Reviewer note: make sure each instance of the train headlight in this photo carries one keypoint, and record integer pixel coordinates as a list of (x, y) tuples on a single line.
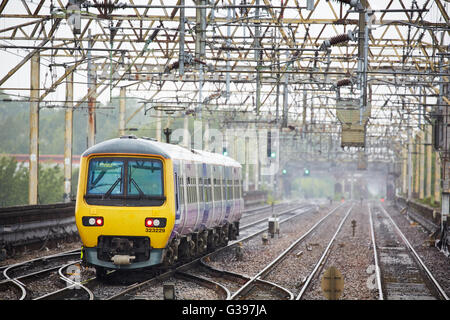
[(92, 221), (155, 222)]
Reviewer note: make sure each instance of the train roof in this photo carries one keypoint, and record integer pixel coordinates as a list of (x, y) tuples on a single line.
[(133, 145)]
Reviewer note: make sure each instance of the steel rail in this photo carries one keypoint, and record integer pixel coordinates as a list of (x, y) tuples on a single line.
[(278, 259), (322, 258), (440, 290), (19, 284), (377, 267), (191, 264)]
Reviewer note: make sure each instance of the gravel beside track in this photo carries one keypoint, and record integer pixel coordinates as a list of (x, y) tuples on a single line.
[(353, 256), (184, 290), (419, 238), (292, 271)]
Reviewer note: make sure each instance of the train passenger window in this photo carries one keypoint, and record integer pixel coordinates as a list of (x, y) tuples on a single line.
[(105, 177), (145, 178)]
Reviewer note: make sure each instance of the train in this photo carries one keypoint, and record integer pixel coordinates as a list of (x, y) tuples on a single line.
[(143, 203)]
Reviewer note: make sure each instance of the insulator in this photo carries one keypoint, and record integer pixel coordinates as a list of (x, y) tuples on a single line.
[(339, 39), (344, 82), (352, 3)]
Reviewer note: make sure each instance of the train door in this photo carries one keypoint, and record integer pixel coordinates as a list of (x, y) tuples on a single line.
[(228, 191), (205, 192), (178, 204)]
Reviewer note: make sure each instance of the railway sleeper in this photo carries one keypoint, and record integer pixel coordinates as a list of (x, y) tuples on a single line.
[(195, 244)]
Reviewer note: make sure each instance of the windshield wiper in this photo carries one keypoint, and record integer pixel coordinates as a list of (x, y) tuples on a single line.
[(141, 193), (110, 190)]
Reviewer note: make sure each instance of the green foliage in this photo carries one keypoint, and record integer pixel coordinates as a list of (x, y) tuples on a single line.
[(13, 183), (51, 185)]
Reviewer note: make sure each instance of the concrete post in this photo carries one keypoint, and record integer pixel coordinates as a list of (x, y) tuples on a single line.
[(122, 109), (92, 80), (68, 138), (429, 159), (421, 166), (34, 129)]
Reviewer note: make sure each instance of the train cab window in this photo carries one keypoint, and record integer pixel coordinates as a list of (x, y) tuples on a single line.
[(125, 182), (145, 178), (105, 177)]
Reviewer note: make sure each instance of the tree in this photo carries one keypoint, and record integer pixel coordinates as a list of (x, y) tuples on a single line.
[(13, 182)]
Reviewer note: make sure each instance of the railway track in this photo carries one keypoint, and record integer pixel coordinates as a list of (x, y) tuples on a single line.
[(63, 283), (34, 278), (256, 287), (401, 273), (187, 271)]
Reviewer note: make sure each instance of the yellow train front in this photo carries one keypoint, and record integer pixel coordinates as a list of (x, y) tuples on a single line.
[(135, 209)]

· · · ·

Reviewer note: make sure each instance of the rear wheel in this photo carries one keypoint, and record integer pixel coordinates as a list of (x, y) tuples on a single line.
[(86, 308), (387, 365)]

· · · ·

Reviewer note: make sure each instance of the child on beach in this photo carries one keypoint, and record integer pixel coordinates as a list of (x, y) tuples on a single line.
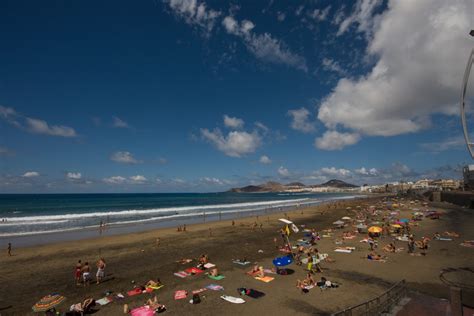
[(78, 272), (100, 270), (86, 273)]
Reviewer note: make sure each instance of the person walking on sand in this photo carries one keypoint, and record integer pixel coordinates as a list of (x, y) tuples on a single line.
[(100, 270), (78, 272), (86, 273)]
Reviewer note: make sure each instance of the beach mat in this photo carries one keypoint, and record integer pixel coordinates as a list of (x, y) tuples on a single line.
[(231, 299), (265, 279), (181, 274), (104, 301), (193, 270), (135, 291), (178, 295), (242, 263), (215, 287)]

· · · ·

## Short exercise
Starting at the line that contains "Reviewer note: make sure each instance of the train headlight" and ending at the line that contains "[(92, 221), (155, 222)]", write those items out again with "headlight" swapped for "front lamp" and everything else unchanged. Leave the pictures out.

## Answer to this exercise
Reviewer note: make sure each instance of the train front lamp in this photo carries one keypoint, and record integer pixel coordinates as a list of (x, y) tuples on a single line.
[(92, 221), (155, 222)]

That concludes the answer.